WHAT TO WORK ON:
Transcribe verbatim every line from the line containing "Pick out the hardwood" to the end of the entries, including both endpoints. Output nothing beyond those lines.

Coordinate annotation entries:
-- start --

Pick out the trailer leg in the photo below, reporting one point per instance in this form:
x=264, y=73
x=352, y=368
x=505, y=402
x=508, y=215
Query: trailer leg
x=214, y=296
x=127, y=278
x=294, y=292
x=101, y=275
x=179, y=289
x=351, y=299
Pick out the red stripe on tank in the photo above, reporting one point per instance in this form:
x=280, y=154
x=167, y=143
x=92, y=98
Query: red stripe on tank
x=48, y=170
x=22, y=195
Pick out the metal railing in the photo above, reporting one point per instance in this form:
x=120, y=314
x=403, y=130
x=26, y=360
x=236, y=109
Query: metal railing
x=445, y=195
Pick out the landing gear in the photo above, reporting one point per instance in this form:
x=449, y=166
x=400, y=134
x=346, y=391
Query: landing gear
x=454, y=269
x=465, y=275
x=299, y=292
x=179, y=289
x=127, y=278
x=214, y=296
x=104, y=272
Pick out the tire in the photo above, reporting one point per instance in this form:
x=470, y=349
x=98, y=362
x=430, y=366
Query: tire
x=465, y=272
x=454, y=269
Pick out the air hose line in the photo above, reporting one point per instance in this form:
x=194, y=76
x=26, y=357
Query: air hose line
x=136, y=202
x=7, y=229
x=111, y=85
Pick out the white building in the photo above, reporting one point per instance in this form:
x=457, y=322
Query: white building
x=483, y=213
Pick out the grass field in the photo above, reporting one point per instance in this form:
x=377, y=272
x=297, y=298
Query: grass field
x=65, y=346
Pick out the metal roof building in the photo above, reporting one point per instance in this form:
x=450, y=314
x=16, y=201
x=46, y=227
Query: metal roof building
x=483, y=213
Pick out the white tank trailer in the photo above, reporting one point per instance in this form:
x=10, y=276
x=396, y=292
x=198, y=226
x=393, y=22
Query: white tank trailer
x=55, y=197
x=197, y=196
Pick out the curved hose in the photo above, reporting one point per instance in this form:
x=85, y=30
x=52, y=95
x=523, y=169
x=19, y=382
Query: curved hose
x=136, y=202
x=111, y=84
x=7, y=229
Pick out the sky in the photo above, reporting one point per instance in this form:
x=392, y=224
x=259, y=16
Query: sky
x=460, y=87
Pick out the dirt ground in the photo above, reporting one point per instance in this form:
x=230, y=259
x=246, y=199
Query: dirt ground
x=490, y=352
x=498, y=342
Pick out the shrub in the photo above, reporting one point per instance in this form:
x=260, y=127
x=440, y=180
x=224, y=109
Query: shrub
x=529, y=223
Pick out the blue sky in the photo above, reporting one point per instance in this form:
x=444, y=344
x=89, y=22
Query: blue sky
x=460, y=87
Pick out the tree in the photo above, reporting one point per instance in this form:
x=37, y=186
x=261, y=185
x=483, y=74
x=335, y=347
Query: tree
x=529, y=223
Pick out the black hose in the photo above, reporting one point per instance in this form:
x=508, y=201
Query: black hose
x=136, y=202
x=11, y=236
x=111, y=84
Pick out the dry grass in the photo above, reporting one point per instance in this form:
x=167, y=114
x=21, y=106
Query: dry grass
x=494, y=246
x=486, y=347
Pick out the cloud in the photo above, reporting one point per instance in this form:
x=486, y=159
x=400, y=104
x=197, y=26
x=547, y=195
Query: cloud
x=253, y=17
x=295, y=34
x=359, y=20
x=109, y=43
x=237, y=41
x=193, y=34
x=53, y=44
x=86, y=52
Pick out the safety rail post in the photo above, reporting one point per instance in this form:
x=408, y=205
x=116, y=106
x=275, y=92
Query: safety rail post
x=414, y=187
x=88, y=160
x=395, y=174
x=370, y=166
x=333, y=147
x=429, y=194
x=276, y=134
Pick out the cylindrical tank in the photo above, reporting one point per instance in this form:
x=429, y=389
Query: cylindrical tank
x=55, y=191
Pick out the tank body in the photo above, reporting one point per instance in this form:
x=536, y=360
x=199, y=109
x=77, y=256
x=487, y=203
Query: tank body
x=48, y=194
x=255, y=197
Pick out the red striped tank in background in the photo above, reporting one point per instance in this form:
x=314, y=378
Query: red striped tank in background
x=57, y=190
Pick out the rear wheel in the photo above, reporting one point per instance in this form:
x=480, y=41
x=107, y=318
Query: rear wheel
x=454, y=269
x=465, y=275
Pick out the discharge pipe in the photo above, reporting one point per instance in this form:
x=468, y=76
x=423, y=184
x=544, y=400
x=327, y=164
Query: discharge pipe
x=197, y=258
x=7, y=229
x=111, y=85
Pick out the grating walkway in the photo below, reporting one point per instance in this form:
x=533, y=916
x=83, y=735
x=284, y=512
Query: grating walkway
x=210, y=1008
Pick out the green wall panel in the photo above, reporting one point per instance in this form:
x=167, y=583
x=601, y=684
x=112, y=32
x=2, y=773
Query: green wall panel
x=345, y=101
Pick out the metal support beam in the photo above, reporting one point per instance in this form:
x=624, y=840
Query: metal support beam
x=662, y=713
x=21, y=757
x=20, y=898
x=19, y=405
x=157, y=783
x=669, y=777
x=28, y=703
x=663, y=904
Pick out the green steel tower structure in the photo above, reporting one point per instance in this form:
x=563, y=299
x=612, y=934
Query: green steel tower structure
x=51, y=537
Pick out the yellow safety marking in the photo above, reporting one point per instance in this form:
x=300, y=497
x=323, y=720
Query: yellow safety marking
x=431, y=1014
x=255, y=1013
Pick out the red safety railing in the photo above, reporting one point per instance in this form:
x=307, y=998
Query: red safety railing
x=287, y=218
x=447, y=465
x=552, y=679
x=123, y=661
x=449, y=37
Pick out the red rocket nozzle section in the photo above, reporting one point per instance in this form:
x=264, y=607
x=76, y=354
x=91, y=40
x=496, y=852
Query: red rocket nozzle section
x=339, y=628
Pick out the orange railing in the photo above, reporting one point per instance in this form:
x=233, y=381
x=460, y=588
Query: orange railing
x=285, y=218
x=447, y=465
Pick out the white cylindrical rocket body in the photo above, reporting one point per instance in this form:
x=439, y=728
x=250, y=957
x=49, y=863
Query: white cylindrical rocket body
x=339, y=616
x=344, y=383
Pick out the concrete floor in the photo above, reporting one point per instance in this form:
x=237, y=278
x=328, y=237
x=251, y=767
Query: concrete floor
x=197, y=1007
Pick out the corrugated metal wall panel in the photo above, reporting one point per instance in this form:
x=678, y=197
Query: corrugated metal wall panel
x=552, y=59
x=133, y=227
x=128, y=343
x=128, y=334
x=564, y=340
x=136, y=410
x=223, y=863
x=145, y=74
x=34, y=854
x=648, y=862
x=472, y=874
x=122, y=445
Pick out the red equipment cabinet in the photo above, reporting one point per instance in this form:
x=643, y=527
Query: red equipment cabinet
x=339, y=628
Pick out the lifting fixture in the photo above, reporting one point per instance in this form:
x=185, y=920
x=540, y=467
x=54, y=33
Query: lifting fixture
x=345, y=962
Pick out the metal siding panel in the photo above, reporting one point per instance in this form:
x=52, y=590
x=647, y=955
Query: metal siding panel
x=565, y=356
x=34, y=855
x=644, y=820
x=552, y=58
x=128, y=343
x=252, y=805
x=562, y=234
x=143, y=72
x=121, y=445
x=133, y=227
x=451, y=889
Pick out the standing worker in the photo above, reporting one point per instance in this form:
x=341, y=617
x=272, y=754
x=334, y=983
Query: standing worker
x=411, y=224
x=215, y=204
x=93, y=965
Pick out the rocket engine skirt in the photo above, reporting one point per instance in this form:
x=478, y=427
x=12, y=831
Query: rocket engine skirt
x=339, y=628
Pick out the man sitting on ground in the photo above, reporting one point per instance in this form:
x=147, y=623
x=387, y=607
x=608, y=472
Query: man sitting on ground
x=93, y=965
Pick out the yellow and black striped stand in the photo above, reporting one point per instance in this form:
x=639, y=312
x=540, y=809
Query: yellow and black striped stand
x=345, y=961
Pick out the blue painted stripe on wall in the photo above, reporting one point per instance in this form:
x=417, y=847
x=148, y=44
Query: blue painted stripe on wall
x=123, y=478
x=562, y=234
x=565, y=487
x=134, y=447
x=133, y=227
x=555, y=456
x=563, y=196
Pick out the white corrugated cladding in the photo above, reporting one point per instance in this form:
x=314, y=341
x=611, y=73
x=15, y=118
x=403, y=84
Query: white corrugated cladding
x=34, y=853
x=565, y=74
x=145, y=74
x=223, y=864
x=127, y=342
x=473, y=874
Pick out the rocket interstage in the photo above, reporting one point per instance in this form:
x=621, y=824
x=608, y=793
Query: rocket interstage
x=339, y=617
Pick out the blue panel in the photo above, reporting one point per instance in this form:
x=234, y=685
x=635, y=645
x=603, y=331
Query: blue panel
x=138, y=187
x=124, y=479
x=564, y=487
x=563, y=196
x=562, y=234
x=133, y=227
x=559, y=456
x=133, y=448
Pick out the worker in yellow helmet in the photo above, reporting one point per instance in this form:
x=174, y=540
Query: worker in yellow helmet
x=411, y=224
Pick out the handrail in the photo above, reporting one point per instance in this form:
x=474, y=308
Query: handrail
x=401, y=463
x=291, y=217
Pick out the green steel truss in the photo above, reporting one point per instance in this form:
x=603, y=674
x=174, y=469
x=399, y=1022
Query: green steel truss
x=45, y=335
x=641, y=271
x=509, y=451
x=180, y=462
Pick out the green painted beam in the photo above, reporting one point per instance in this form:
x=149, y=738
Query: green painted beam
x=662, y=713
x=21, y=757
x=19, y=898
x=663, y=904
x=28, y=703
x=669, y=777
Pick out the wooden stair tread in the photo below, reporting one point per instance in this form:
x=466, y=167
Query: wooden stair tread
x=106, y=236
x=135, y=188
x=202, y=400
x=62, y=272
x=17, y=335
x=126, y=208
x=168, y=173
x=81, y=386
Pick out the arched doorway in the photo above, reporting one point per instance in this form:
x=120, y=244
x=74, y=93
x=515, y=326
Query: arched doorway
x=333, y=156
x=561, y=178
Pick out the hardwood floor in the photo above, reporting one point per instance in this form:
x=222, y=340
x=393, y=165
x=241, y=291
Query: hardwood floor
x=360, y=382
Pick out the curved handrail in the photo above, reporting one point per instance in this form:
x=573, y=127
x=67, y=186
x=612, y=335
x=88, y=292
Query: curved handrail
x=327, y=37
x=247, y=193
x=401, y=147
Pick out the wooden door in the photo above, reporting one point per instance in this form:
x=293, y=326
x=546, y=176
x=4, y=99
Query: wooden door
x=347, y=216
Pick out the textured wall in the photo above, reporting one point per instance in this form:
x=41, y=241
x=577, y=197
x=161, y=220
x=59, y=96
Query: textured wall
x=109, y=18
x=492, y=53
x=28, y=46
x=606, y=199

-- end --

EXERCISE RESPONSE:
Pick out the hardwood floor in the photo above, reporting one point per instance in this form:
x=222, y=340
x=393, y=165
x=241, y=291
Query: hardwood floor
x=360, y=382
Pick out the curved handrail in the photo above, reporting one point per instance in this form:
x=573, y=127
x=67, y=186
x=612, y=335
x=88, y=292
Query: curved handrail
x=327, y=37
x=247, y=193
x=401, y=147
Pick out the wooden door in the photo above, reporting one point per instance in this form:
x=293, y=326
x=546, y=176
x=4, y=99
Query: wooden door
x=347, y=216
Pick out the textured wall in the photo above, reporting one point per instance in this form:
x=41, y=241
x=577, y=197
x=161, y=220
x=59, y=96
Query: textured wall
x=109, y=18
x=492, y=53
x=28, y=46
x=606, y=199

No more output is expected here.